Part of a data file:

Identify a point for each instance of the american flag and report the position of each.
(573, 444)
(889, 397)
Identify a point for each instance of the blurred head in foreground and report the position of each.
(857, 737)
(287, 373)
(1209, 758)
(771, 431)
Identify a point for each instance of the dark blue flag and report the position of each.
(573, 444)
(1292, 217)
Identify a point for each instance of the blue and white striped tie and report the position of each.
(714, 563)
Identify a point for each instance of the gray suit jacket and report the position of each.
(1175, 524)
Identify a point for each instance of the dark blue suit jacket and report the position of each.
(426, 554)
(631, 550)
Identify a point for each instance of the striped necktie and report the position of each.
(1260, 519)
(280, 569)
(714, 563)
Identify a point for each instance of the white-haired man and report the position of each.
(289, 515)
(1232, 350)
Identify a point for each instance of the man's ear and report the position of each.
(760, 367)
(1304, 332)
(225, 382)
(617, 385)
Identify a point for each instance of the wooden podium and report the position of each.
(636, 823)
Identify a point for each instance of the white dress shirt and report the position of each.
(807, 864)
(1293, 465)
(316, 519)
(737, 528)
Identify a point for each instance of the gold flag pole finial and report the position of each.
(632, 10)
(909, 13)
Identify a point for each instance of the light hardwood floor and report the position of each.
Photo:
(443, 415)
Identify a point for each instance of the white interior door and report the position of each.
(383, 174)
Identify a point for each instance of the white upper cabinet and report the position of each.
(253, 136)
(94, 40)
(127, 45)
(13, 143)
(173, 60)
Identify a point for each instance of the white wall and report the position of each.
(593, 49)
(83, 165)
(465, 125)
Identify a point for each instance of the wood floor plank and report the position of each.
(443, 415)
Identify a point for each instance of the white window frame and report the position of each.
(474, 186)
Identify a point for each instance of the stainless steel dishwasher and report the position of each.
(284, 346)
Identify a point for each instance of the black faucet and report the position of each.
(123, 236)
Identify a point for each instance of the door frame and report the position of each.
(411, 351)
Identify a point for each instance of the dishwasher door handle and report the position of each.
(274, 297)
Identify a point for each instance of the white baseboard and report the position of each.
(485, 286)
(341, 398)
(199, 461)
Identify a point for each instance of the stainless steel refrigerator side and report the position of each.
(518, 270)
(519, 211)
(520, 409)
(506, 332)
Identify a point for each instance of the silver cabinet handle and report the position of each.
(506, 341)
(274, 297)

__WHAT THIS TASK INVOLVES__:
Turn every line of the records above into one string in a single JSON list, leaving out any blank lines.

__WRITTEN RESPONSE__:
[
  "Identify a point for each instance of the american flag and report the position of each.",
  "(573, 444)",
  "(889, 397)",
  "Identify a point for each instance of the blurred head in foreground and report the position of each.",
  "(857, 737)",
  "(287, 373)",
  "(1209, 758)",
  "(771, 431)",
  "Identify a point for each instance of the dark blue flag and report the position of each.",
  "(573, 444)",
  "(1292, 217)",
  "Identify a point for each instance of the blue and white striped tie and report the position of each.",
  "(714, 563)",
  "Identify a point for each instance of the gray suit jacket and report the position of each.",
  "(1175, 524)",
  "Identify a point for each instance of the dark blue suit jacket and report the position of each.",
  "(426, 554)",
  "(631, 550)",
  "Identify a point for each instance of the striped necktie and report the position of each.",
  "(1260, 519)",
  "(280, 569)",
  "(714, 563)",
  "Identify a point for each instance of the white-haired man and report the position of each.",
  "(289, 515)",
  "(1232, 350)",
  "Identify a point for each instance of the man's ear and report the position of each.",
  "(760, 367)",
  "(1304, 332)",
  "(225, 382)",
  "(617, 385)",
  "Identify a point for each instance of the wooden podium and report the position of each.",
  "(636, 823)",
  "Identify a point for each instance of the white dress shirt and report the position of each.",
  "(807, 864)",
  "(1293, 465)",
  "(316, 519)",
  "(737, 528)",
  "Identify a point for each instance of the gold flag pole finial and report the position of each.",
  "(632, 10)",
  "(909, 13)",
  "Identify a point for each instance of the light hardwood floor and report the position of each.",
  "Photo:",
  "(443, 415)",
  "Identify a point for each instance of the white interior door and report the position of each.",
  "(383, 174)",
  "Identify a point for each instance of the white upper cabinet and report the position of each.",
  "(253, 136)",
  "(94, 40)",
  "(127, 45)",
  "(13, 143)",
  "(173, 60)",
  "Identify a point for each instance of the white wall and report the position of each.",
  "(593, 49)",
  "(83, 165)",
  "(465, 125)",
  "Identify a point for each instance of the wood floor plank and report the position of each.",
  "(443, 415)",
  "Identify a point for each instance of the white window frame and report the position of each.",
  "(474, 186)",
  "Identify a point for each instance of the stainless steel dishwasher and report the position of each.",
  "(284, 346)",
  "Identify a point for each instance of the black faucet and report the position of each.",
  "(123, 236)",
  "Identify a point for each instance of the door frame and report the position of each.",
  "(411, 351)",
  "Identify a point for each instance of the dishwasher door handle and report the position of each.",
  "(274, 297)",
  "Identify a point for each instance of the white baseboard and report the position of each.",
  "(485, 286)",
  "(341, 398)",
  "(199, 461)",
  "Identify a point for each instance of the stainless steel refrigerator side and report the position of each.",
  "(518, 270)",
  "(519, 211)",
  "(520, 409)",
  "(506, 332)",
  "Identify a point for each instance of the silver cabinet handle and report the position of each.",
  "(506, 341)",
  "(274, 297)"
]